- PROBLEMS TO WORK ON -
1. In the Elasticsearch scroll question, what scroll value does the sample code pass to its search and scroll calls?
2. Output the stretch of the entries from their first line through the line containing "POLYGON ((493 411, 495" as a Markdown table with columns n and Line, one row per line, leaving out blank lines.

- PASSAGE SHOWN -
Reputation: 38502
First of all, I want to let you guys know that I know the basic work logic of how ElasticSearch Scroll API works. To use Scroll API, first, we need to call search method with some scroll value like 1m, then it will return a _scroll_id that will be used for the next consecutive calls on Scroll until all of the doc returns within loop. But the problem is I just want to use the same process on multi-thread basis, not on serially. For example:
If I have 300000 documents, then I want to process/get the docs this way
So my question is as I didn't find any way to set the from value on scroll API how can I make the scrolling process faster with threading. Not to process the documents in a serialized manner.
My sample python code
if index_name is not None and doc_type is not None and body is not None:
es = init_es()
page = es.search(index_name,doc_type, scroll = '30s',size = 10, body = body)
sid = page['_scroll_id']
scroll_size = page['hits']['total']
# Start scrolling
while (scroll_size > 0):
print("Scrolling...")
page = es.scroll(scroll_id=sid, scroll='30s')
# Update the scroll ID
sid = page['_scroll_id']
print("scroll id: " + sid)
# Get the number of results that we returned in the last scroll
scroll_size = len(page['hits']['hits'])
print("scroll size: " + str(scroll_size))
print("scrolled data :" )
print(page['aggregations'])

- EXERCISE INPUTS -
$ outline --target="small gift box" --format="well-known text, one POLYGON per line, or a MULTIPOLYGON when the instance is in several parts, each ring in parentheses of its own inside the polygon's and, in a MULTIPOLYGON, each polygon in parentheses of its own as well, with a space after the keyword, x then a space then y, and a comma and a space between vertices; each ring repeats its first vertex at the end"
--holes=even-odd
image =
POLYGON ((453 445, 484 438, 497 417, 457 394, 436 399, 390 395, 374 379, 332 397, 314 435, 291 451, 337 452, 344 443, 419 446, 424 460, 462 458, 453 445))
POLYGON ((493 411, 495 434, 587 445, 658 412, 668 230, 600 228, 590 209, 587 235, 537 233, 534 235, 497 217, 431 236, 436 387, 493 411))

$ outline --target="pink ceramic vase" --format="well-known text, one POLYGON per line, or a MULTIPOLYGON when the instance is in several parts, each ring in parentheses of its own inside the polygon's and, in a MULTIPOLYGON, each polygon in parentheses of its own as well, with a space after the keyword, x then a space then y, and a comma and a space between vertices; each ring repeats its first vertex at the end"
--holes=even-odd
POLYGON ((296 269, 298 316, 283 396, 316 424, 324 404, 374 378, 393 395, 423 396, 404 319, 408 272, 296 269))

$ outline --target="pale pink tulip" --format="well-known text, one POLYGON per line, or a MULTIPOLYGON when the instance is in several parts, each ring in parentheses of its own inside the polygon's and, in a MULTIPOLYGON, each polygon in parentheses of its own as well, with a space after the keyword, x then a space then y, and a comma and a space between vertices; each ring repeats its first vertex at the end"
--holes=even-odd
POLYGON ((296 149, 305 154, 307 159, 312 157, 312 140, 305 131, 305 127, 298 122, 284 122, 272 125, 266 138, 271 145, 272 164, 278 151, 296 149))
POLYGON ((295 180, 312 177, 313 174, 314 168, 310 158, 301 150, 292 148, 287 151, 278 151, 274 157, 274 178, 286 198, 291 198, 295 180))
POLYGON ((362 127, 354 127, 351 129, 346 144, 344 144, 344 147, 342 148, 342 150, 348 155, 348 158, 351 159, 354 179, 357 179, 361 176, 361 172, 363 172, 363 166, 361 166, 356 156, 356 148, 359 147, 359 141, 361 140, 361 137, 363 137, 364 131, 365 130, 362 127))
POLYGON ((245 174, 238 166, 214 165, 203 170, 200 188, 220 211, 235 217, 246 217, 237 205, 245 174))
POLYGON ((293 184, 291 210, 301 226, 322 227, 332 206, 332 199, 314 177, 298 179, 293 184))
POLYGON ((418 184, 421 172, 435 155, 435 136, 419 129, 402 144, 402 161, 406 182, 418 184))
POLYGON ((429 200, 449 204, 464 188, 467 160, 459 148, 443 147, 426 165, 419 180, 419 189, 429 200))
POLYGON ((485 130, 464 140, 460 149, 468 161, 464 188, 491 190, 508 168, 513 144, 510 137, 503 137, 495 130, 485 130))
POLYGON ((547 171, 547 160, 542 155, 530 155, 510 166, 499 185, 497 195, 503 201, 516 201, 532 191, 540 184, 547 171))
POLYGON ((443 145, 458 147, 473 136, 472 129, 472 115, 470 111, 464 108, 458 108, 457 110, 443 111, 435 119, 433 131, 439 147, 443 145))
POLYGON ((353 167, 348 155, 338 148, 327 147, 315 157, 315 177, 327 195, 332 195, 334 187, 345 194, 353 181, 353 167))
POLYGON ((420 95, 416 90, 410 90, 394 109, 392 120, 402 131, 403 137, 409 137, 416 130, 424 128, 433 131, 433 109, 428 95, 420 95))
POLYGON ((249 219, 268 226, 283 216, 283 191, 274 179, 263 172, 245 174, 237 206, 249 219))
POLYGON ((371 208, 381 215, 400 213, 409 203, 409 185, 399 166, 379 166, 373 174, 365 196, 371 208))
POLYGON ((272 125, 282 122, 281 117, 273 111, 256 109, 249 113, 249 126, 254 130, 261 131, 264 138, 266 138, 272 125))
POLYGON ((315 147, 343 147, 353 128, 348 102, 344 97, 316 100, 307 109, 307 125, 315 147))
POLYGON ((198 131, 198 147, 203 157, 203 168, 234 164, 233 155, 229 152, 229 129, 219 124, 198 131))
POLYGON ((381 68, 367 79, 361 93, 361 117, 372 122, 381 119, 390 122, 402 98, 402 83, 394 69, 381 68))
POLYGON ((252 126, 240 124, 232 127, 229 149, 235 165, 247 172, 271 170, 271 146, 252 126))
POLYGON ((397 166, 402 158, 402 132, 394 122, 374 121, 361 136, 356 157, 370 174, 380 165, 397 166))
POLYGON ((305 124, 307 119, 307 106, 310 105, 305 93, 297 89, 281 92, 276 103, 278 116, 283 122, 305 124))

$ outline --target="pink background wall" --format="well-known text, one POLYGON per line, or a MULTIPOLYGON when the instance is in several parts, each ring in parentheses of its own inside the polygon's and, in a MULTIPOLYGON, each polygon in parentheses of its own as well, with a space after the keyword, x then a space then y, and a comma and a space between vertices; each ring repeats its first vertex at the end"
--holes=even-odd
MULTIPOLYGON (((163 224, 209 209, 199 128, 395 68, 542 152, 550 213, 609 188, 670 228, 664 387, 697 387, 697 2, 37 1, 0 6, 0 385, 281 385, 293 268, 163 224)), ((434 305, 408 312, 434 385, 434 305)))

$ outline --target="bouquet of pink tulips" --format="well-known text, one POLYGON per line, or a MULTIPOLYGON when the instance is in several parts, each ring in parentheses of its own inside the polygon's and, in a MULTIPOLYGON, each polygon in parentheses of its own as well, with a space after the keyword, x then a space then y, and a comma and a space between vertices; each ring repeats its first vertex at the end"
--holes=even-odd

- EXPECTED OUTPUTS -
1. '30s'

2.
| n | Line |
|---|---|
| 1 | $ outline --target="small gift box" --format="well-known text, one POLYGON per line, or a MULTIPOLYGON when the instance is in several parts, each ring in parentheses of its own inside the polygon's and, in a MULTIPOLYGON, each polygon in parentheses of its own as well, with a space after the keyword, x then a space then y, and a comma and a space between vertices; each ring repeats its first vertex at the end" |
| 2 | --holes=even-odd |
| 3 | image = |
| 4 | POLYGON ((453 445, 484 438, 497 417, 457 394, 436 399, 390 395, 374 379, 332 397, 314 435, 291 451, 337 452, 344 443, 419 446, 424 460, 462 458, 453 445)) |
| 5 | POLYGON ((493 411, 495 434, 587 445, 658 412, 668 230, 600 228, 590 209, 587 235, 537 233, 534 235, 497 217, 431 236, 436 387, 493 411)) |